§ Passage given:
The Redskins traded back in 2015 and ended up with 10 picks, 5 of whom are currently on the roster. Kyshoen Jarrett likely would have brought the count to six players if it weren’t for his career-ending and life-changing injury.

The Redskins made 7 picks in 2016, and 10 picks in 2017. Amazingly, all ten draft picks from 2017 are on the Redskin roster.

The team will have 7 picks in 2018 following the completion of the Alex Smith trade.

That’s 34 draft picks in the past four seasons (‘18 inclusive) for the Redskins.

When you put the trade of Kendall Fuller + draft pick for all-pro franchise quarterback Alex Smith into that context, it doesn’t seem reasonable to me to say that it’s prima facie evidence that the Redskins don’t value youth or draft picks.

The record of this front office shows an overall commitment to good stewardship of the team’s draft capital following the failed RG3 trade. That’s the third factor I would point to in saying that the front office isn’t totally incompetent.

So, if the front office actually has some level of competence, why are we losing Cousins?

This is one of those logic circles. The argument goes like this: If the front office were competent, the Redskins wouldn’t be losing Kirk Cousins. Since the Redskins are losing Cousins, it proves that the front office is incompetent.

But this is the same group of people that has fixed the error of it’s ways on paying big money to unworthy free agents, has demonstrated excellent salary cap management habits, and appears to value its draft picks and be committed to a build-through-the-draft philosophy based on the evidence from 2014 to today.

So, what happens if we don’t automatically assume that the Redskins FO is filled with idiots?

Why would they let Cousins leave?

If you assume for a moment that letting Cousins leave is not due to front office incompetence, then there seem to be only two explanations possible for what is transpiring:

  1. The Redskins believe that Cousins will not sign a contract for the amount of money that they feel comfortable paying him based on their assessment of what he brings to the roster; or
  2. The Redskins believe that there is no offer that would entice Cousins to stay at this point. That ship, for whatever reason, has sailed.

Let’s consider the first situation for a moment

If the Redskins have sat down and assessed the roster and Kirk’s place in it, and set a value on his contribution, then told Cousins what they believe (by way of telling him what kind of contract they are comfortable offering him), and — following that process — they have gone out and traded for Alex Smith, then there is only one conclusion: the front office believes that Cousins is not worth as much money as he wants and demands.

If that is the case, then the front office today — in 2018 — has done the job it needs to do. It is letting an over-priced free agent go to play for another team. They have replaced him with a player that they believe can do the job, for an amount of money that allows them to build a better overall roster.

That’s exactly the sort of decisions that pro sports teams make every season. It’s what the front office is supposed to do. The argument from opponents isn’t whether the front office is doing its job (clearly, evaluating free agents and deciding whether to pay them or not is what they do), but whether they’re right or not.

§ Tasks to complete:
[1] In the passage on the Redskins' front office, how many of the team's 2017 draft picks are on the roster?
[2] From the passage on the Redskins' front office, list every season for which a number of Redskins draft picks is given, along with that number.

§ Entries:
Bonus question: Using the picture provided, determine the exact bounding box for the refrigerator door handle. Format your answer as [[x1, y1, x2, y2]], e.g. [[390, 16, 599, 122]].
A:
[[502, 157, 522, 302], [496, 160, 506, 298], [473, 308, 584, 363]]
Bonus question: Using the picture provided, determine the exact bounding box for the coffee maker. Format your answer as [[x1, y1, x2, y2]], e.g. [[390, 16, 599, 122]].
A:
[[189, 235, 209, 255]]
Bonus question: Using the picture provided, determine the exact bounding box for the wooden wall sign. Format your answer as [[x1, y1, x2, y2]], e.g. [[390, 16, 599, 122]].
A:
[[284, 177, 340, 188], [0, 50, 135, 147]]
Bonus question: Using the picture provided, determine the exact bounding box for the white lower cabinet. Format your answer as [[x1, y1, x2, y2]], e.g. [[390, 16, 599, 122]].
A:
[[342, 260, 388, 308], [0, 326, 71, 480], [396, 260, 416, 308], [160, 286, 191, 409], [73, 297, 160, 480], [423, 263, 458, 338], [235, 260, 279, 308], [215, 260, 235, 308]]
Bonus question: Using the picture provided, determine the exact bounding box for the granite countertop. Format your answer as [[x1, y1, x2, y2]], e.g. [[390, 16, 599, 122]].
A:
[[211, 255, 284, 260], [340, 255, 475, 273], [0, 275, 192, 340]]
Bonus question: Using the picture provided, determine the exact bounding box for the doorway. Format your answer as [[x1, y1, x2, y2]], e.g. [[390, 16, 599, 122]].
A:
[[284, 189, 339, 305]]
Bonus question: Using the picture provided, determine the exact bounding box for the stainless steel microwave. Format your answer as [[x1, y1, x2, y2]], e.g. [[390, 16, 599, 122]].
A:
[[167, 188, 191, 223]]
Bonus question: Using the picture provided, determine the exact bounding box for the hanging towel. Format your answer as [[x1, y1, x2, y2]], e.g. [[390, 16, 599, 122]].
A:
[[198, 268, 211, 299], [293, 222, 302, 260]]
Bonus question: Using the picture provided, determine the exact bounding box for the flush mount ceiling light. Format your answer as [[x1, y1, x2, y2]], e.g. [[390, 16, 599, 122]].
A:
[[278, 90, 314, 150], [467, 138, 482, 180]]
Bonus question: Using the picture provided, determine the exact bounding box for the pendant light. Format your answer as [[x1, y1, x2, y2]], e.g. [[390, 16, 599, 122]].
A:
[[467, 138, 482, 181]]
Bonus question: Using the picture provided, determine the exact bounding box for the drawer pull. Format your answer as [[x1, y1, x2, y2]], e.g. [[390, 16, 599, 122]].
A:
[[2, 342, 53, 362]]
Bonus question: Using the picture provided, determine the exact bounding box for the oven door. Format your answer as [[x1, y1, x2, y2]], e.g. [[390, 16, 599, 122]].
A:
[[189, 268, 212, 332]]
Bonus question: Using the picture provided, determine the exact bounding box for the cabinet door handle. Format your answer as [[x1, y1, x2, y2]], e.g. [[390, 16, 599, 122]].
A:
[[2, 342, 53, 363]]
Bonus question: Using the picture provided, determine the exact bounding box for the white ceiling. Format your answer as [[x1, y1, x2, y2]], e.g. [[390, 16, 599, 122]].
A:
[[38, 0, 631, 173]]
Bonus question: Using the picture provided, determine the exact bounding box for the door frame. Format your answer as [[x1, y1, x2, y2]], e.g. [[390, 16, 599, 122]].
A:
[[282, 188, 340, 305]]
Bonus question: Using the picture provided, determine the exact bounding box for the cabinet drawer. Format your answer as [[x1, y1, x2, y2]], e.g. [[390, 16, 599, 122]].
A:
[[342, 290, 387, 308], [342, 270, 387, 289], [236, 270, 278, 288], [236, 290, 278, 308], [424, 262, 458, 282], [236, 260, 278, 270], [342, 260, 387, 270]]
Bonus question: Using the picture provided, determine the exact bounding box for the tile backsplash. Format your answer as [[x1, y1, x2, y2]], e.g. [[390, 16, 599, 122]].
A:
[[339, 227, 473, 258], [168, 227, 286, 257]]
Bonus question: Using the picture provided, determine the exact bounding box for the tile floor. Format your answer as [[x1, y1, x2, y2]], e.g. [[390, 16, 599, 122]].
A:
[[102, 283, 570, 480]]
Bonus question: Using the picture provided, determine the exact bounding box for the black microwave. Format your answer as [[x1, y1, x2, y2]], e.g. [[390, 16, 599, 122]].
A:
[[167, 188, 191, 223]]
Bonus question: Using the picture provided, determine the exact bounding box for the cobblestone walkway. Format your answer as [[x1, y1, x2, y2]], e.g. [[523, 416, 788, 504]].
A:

§ Set of answers:
[1] All ten of them.

[2]
- 2015: 10 picks
- 2016: 7 picks
- 2017: 10 picks
- 2018: 7 picks